*DOCUMENT SEGMENT:*
* * * * * * *

Like the rest of the world, many find the sport cost-prohibitive. Since the sport is foreign to many in Africa, they also have to battle perceptions. "People question the violence of hockey," Azegere says. "Because they only see the hitting and the fighting." He knows if enough people will just try it, they'll see the beauty in it that he does, and that those two attributes hardly define the modern game.

Tim Hortons found out about the Ice Lions in April via an agency they were working with. The idea to fly the Ice Lions out to Canada was a quick elevator pitch that was almost immediately greenlit.

"They just told us the story of this team," says Jana Goodbaum, Tim Hortons lead of global brand image. "We were so, so inspired by their devotion, for their passion for the game, for playing hockey despite all odds."

Tim Hortons presented the idea to Crosby and MacKinnon, who have worked with the company for years, and both said yes. "It was a really cool experience for Sid and I," MacKinnon said. "The pure excitement that they had ... especially for Sid. They said they knew who I was, but I'm not sure that they did. But it was really cool. Some of them were crying."

In the video, one player is shown stroking Crosby's face; he said he needed to feel the superstar's face to know he was real.

The game took place in August, at a rink just outside Toronto in Brampton, Ontario. The Ice Lions arrived at 8 a.m. and were fitted for new equipment and skates, which were later shipped to Kenya. Azegere said it was the first time he ever put on a full set of proper pads, which took adjusting. The skates were a little stiff, but he didn't mind. The opponents were a team of local firefighters. Tim Hortons wanted to give the team the "full Canadian experience," so they gave them a mini-tour of Toronto, which included a visit to the Hockey Hall of Fame and the Stanley Cup.

Azegere figured he'd probably never see Crosby again. And then he came to Scotiabank Arena on Thursday for a morning skate. He sat in the stands and took out his iPhone to film. He needs to show this back to the guys at home. Azegere gets most of his drills from YouTube videos. That's how he consumes most of his hockey, just by highlights and clips. Buying a package to watch live NHL games would cost about 70,000 Kenyan Shillings (or $700 U.S. dollars), Azegere figures, which is too expensive. Plus, there's a time element. He points to the dual clocks on his phone to show that it's 2 a.m. at home when this Leafs-Penguins game begins.

* * * * * * *

*DATA SHOWN:*
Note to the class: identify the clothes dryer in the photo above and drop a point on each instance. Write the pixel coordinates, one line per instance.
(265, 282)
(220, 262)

* * * * * * *

*TASK STATEMENT:*
In the passage about the Ice Lions, who did the team play against in the August game?

*TASK RESULT:*
A team of local firefighters.